╭─ The input
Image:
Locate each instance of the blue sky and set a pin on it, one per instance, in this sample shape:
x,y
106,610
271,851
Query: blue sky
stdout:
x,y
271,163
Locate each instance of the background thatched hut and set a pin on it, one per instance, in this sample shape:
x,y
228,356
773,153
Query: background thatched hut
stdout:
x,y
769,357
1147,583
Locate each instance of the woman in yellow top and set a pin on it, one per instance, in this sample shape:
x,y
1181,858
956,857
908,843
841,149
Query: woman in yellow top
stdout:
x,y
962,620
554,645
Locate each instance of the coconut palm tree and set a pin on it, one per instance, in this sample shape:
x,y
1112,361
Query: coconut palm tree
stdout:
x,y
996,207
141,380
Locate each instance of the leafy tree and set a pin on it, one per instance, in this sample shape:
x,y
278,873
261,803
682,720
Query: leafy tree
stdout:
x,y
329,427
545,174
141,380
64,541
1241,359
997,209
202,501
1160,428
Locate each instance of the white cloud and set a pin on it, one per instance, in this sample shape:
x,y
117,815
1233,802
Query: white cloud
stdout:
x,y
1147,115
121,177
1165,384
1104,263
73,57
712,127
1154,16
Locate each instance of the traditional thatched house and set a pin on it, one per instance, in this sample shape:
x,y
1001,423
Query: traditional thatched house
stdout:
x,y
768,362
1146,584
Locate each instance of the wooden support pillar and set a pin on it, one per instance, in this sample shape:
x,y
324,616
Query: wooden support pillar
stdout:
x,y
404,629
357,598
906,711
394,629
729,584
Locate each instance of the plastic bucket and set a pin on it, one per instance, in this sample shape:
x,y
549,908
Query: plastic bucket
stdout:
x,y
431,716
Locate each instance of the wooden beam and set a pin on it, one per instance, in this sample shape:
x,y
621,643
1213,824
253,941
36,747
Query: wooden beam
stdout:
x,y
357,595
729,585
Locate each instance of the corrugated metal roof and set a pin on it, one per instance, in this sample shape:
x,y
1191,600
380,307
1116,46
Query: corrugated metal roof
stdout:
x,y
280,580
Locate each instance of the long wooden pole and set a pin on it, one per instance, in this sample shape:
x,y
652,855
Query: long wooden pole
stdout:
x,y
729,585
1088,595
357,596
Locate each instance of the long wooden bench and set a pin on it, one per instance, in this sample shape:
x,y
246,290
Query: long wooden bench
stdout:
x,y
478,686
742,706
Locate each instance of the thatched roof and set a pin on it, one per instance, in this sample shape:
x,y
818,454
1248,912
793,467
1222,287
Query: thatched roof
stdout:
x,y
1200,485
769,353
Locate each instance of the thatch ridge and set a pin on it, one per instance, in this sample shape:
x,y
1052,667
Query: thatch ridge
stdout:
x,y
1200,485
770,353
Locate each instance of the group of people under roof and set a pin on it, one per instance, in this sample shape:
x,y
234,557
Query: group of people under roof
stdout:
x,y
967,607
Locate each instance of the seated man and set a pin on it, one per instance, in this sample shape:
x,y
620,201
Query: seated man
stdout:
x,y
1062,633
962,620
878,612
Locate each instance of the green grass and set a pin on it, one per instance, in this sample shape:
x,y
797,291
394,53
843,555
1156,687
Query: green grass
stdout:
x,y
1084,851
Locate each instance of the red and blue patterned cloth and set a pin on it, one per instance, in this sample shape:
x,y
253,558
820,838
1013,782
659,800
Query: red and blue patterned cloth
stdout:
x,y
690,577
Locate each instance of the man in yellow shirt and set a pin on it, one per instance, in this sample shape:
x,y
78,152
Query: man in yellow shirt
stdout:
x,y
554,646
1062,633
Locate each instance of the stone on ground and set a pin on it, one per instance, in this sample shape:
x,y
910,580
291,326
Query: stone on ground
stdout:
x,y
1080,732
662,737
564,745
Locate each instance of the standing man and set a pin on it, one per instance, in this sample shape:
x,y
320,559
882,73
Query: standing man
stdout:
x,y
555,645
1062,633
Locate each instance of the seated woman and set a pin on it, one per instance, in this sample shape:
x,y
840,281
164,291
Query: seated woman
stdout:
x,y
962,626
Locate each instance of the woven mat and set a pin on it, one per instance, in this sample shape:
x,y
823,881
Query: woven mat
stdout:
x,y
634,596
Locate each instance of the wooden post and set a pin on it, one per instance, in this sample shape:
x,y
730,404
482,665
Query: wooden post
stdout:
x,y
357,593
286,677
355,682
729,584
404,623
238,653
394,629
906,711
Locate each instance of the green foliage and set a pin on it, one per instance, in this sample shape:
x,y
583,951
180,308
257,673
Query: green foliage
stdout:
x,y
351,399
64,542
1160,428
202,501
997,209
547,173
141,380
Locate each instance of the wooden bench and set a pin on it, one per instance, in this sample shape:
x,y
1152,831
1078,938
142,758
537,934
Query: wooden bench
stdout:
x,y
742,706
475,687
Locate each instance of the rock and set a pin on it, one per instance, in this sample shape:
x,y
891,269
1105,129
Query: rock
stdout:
╰─
(Task details)
Transcribe all of the lines in the records precisely.

(In response)
Image:
Locate each instance of the blue sky and set a pin on it, one per instance, in this sample shape:
x,y
106,610
271,851
Query: blue sky
stdout:
x,y
271,163
Locate each instance of the background thatched hut and set a pin on it, one per instance, in this sample shape:
x,y
228,356
773,153
Query: background thatched hut
stdout:
x,y
769,357
1147,583
Locate each instance of the woman in yellow top and set a pin on it, one per instance, in this sample shape:
x,y
1181,858
956,857
908,843
841,149
Query: woman in yellow top
stdout:
x,y
962,620
554,645
Locate each instance of the coconut palm tree and set a pin on it, one per instance, in this sample shape:
x,y
1112,361
Query: coconut palm tree
stdout:
x,y
996,207
141,380
Locate each instance of the leafy tree and set a pin on it, one per instance, in this sample shape:
x,y
278,873
261,803
682,720
Query: leafy tree
stdout:
x,y
329,427
545,174
141,380
64,541
1241,359
997,209
202,501
1160,428
Locate each instance of the white cloud and set a pin on it, one per instance, in this sample shape:
x,y
117,815
1233,802
Query: white cloud
stdout:
x,y
1147,115
121,177
1165,384
1104,263
73,57
712,127
1154,16
Locate each instance of the traditional thatched house and set a pin on it, one per instance, in this sample shape:
x,y
1001,423
Query: traditional thatched house
stdout:
x,y
768,362
1146,584
Locate each instance of the wooden support pillar and set a pin on it, one per instance, in this sample shape:
x,y
324,616
Query: wooden support pillar
stdout:
x,y
404,629
357,598
906,711
394,629
729,584
Locate each instance of the plastic bucket and set a pin on it, one per instance, in this sample shape:
x,y
549,908
Query: plastic bucket
stdout:
x,y
431,716
Locate each instance of the wooden beam and set a pin on it, one per instance, in this sample shape:
x,y
621,643
1213,824
253,941
36,747
Query: wooden beam
stdout:
x,y
357,595
729,585
Locate each instance of the corrugated metal roof and set a pin on it, one per instance, in this sample shape:
x,y
1191,600
380,307
1116,46
Query: corrugated metal roof
stdout:
x,y
280,580
Locate each instance of the long wooden pole and set a pin on it, one per instance, in this sample shape:
x,y
652,855
Query: long wooden pole
stdout:
x,y
729,585
1088,595
357,596
Locate each instance of the long wooden bench and set a pin on it, one per instance, in this sample shape:
x,y
246,290
Query: long wooden bench
stdout:
x,y
478,686
742,706
Locate each instance of the thatched roof and set a pin on it, one per instance, in this sample shape:
x,y
818,454
1248,912
793,467
1222,287
Query: thatched roof
stdout:
x,y
1200,485
769,353
Locate each instance of the thatch ridge and set a pin on it, one per instance, in this sample shape:
x,y
1052,667
Query: thatch ridge
stdout:
x,y
1200,485
770,353
Locate each instance of the group of people under roof and set a pin on it, one per instance, in this sample shape:
x,y
234,557
Query: group of people under roof
stdout:
x,y
967,607
Locate each instance of the seated man and set a pin on it, one per instance, in this sample shape:
x,y
620,201
Query: seated man
stdout:
x,y
1062,633
962,620
878,612
Locate each instance of the green grass and set a pin on it, one per instance, in this sample shape:
x,y
797,291
394,53
843,555
1156,687
Query: green grass
stdout:
x,y
1084,851
Locate each instance of the red and blue patterned cloth and set a pin on it, one per instance, in this sample shape:
x,y
253,558
820,838
1013,782
659,800
Query: red and blue patterned cloth
stdout:
x,y
690,577
Locate each instance of the man in yellow shirt and set a pin on it, one per instance, in this sample shape:
x,y
78,152
Query: man in yellow shirt
stdout:
x,y
554,646
1062,633
Locate each instance of the stone on ground and set a pin on it, one per instance, in this sample shape:
x,y
910,580
291,326
Query: stone on ground
stdout:
x,y
1080,732
662,737
564,745
Locate each instance of the standing man and set a pin on it, one per instance, in this sample shape:
x,y
320,559
882,73
Query: standing man
stdout:
x,y
555,645
1062,633
Locate each instance of the seated woman and set a pin on it, one per instance, in this sample shape:
x,y
840,281
164,291
Query: seated woman
stdout:
x,y
962,626
Locate each instance of the woven mat and set a pin on it, one per instance, in this sample shape:
x,y
823,881
Query: woven mat
stdout:
x,y
634,596
Locate each instance of the wooden post and set a pin on it, one per instance, in this sample shape:
x,y
730,404
482,665
Query: wooden post
stdout:
x,y
357,593
286,677
355,682
729,584
404,623
238,653
394,629
906,711
Locate each instance of the green foliage and set a pin on it, one per instance, in this sample shape:
x,y
583,951
180,308
257,673
Query: green foliage
stdout:
x,y
351,399
64,542
1160,428
202,501
997,209
547,173
141,380
Locate each instance of the wooden bench and set a pin on it, one per instance, in this sample shape:
x,y
1152,831
1078,938
142,758
537,934
Query: wooden bench
stdout:
x,y
742,706
475,687
Locate each instance of the rock and set a pin on it, one per instance, in this sample shape:
x,y
891,269
1105,129
Query: rock
stdout:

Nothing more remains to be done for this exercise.